Provided text:
= Beginning of Section =


    Later there were often talks and symposiums about how one should statistically analyse such data. Henk always gave very clear, and very clearly motivated, talks, in which he spelt out a kind of idealised version of what he had done for the courts. The Bayesian’s tended to discredit themselves with stupid and over-ambitious claims. The probabilists tended to miss the point.

    It was quite a shock when we later found out, say in 2007, that Henk’s sanitized version of his work was rather different from what he had actually done. The multiplication of three p-values for no reason at all adjacent to the statement that the conclusion from combining the data from the three wards was a resounding “this was not chance”, was an apalling “mistake”. The number 1 in 342 million lived a life of its own, most journalists, many lawyers, all the men and women in the street, interpreted this as “the probability that Lucia is innocent is…”.

= End of Section =

Task item:
From the passage about Henk's statistical work, copy word for word the part starting at "Later there were" and ending at "miss the point.".

Dataset records:
= Beginning of Section =

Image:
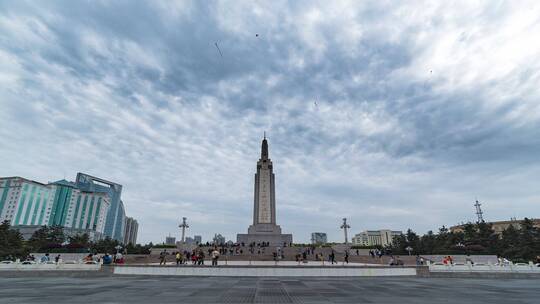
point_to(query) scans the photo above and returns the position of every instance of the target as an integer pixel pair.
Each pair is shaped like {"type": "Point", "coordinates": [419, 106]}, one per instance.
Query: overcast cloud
{"type": "Point", "coordinates": [392, 116]}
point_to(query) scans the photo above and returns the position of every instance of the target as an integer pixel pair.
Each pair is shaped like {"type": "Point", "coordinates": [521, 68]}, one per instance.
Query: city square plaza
{"type": "Point", "coordinates": [144, 289]}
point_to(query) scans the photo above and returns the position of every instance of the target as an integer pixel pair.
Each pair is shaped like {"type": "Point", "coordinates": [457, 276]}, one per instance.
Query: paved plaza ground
{"type": "Point", "coordinates": [135, 290]}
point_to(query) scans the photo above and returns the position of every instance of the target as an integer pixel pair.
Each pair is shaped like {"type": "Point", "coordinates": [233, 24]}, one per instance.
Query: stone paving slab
{"type": "Point", "coordinates": [134, 290]}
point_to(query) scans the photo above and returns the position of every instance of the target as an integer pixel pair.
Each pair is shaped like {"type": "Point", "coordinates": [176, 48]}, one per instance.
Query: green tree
{"type": "Point", "coordinates": [79, 239]}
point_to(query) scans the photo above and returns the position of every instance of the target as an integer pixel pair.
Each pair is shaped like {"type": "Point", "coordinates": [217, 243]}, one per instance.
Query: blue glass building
{"type": "Point", "coordinates": [116, 216]}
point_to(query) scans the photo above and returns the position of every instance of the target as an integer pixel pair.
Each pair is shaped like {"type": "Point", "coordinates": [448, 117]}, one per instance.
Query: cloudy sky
{"type": "Point", "coordinates": [391, 116]}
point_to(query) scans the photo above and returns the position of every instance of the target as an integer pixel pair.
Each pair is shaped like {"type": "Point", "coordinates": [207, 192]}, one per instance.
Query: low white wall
{"type": "Point", "coordinates": [46, 267]}
{"type": "Point", "coordinates": [265, 271]}
{"type": "Point", "coordinates": [531, 268]}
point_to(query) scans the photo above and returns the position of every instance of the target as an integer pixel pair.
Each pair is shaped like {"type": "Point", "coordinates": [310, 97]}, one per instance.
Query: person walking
{"type": "Point", "coordinates": [163, 257]}
{"type": "Point", "coordinates": [45, 258]}
{"type": "Point", "coordinates": [215, 257]}
{"type": "Point", "coordinates": [179, 258]}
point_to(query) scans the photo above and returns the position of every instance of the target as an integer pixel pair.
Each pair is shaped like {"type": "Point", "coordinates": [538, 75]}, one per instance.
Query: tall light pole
{"type": "Point", "coordinates": [184, 225]}
{"type": "Point", "coordinates": [345, 226]}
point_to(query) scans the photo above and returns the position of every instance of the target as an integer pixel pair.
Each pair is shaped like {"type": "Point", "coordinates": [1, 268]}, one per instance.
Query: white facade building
{"type": "Point", "coordinates": [375, 237]}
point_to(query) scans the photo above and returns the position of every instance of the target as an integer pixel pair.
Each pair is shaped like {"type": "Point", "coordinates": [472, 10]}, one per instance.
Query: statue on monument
{"type": "Point", "coordinates": [264, 227]}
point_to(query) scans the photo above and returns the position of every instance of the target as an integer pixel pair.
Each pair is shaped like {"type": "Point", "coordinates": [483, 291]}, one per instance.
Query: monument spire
{"type": "Point", "coordinates": [264, 148]}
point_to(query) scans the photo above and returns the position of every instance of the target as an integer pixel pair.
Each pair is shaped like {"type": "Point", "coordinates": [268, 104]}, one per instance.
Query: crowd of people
{"type": "Point", "coordinates": [196, 256]}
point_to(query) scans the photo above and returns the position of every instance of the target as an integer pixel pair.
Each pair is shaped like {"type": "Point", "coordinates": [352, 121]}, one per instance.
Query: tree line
{"type": "Point", "coordinates": [518, 244]}
{"type": "Point", "coordinates": [52, 239]}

= End of Section =

Solution to this problem:
Later there were often talks and symposiums about how one should statistically analyse such data. Henk always gave very clear, and very clearly motivated, talks, in which he spelt out a kind of idealised version of what he had done for the courts. The Bayesian’s tended to discredit themselves with stupid and over-ambitious claims. The probabilists tended to miss the point.